▸ **Direction**
Scale the stretch from the line containing "Could you point out the green vegetation" through the end of the material and output only those lines. Keep the requests and their format samples unchanged, and multiply every coordinate in the answers by 1.85, rounding to whole numbers with halves rounded up.

[Start of Input data]

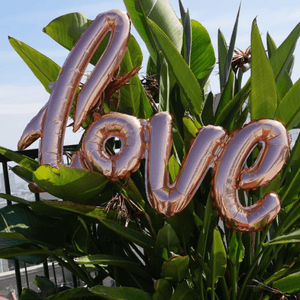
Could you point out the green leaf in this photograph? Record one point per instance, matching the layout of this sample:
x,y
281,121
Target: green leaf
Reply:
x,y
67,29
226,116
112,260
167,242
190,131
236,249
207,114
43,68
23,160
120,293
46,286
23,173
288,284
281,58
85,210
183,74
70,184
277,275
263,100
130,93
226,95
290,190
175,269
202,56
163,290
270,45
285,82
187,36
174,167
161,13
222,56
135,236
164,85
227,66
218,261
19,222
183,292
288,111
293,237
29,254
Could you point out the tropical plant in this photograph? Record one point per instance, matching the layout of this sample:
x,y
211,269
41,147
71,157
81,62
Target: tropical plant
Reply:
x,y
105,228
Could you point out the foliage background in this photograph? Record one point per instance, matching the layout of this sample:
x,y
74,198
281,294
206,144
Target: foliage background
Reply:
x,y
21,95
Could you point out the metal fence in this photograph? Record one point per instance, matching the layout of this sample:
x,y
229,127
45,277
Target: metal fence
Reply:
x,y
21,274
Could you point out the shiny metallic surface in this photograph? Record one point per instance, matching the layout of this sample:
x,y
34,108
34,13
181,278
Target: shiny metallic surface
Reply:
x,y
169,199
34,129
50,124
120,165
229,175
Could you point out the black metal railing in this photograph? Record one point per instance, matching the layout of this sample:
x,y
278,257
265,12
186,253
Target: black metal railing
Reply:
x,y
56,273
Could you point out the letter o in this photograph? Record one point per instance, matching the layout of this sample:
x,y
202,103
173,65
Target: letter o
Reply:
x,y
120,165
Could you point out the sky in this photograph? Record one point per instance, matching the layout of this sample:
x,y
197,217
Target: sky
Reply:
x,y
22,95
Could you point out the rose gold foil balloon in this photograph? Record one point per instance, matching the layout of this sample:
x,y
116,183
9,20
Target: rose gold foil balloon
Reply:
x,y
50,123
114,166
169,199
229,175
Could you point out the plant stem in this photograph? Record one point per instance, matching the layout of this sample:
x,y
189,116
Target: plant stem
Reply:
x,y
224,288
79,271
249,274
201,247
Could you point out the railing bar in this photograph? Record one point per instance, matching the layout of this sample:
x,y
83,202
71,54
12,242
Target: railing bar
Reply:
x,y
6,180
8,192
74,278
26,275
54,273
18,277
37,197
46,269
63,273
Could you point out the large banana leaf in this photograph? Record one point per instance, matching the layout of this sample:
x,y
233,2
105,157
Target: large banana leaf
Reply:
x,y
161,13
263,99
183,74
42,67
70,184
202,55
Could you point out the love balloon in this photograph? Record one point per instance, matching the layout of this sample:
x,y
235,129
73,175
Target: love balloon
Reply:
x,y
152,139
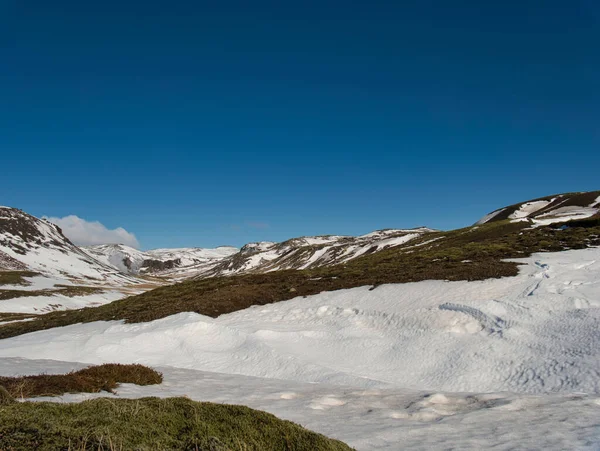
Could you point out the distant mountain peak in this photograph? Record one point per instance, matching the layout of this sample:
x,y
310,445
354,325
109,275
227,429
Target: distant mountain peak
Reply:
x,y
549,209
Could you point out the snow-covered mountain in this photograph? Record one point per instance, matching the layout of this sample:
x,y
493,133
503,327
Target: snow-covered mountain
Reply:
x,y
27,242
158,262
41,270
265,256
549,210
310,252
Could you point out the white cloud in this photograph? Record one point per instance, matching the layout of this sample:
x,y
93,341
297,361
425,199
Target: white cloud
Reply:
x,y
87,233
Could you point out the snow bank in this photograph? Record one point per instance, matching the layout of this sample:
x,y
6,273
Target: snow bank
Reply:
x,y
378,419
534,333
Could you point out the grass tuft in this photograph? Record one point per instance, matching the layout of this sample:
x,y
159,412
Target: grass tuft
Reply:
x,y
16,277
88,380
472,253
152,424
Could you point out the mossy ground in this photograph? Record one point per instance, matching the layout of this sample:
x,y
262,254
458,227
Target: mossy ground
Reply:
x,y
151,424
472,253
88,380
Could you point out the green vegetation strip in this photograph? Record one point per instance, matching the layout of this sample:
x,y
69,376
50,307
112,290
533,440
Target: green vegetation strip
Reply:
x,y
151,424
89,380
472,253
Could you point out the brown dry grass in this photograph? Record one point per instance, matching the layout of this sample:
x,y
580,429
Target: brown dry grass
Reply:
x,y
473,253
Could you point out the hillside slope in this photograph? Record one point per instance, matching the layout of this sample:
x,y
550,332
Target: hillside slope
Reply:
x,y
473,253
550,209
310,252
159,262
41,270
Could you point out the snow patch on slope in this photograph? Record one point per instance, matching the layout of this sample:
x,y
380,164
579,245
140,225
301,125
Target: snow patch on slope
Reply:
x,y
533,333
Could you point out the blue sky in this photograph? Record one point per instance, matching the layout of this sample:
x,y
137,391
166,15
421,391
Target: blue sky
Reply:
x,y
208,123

[End of Input data]

▸ **Answer to the problem**
Could you point out the green vegetation strip in this photograph? Record one point per instance, matching the layout of this sample:
x,y
69,376
50,307
112,290
533,440
Target: green vegetation strip
Reply:
x,y
279,784
165,703
873,468
Could you point out the brown dry grass in this photograph? Record one point per instance, matching the layout of this sample:
x,y
580,429
Target: brown dry grass
Reply:
x,y
875,468
Could you point out the hillside slope in this photograph? Record one point per instance, matching the layout of this sample:
x,y
550,332
Target: hillside slope
Reply:
x,y
875,468
1018,387
574,466
294,485
76,500
Could you point out the snow patch on slope in this photograph? Record one point per instance, matching the layout of this sample:
x,y
380,164
579,245
140,225
301,125
Target: snow patch on slope
Reply:
x,y
986,616
Could you point out the blue sky in this photograph? Record one point per instance, matching the layout of this sample:
x,y
137,391
166,15
421,391
Target: blue sky
Reply:
x,y
385,228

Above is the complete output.